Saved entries
• • • • •

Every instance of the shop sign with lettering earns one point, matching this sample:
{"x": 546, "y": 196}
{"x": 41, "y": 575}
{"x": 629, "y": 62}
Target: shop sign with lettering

• • • • •

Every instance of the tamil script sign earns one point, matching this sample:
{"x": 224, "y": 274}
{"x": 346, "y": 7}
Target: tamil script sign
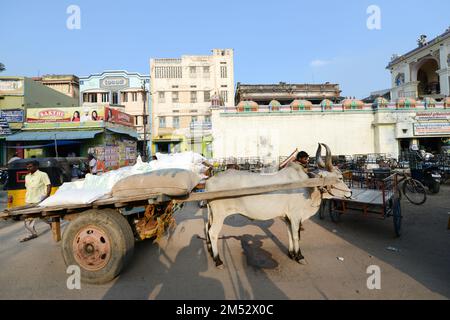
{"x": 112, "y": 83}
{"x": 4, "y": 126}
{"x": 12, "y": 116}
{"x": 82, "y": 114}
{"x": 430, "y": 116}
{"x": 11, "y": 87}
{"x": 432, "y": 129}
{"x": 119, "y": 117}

• • • • •

Exercise goal
Which lines in the records above contain the word "earns"? Return each of them.

Output for this task
Every instance of the shop sign with lettering earns one point, matching this sample:
Every instance of the tamil script sign earns one point, matching this sample:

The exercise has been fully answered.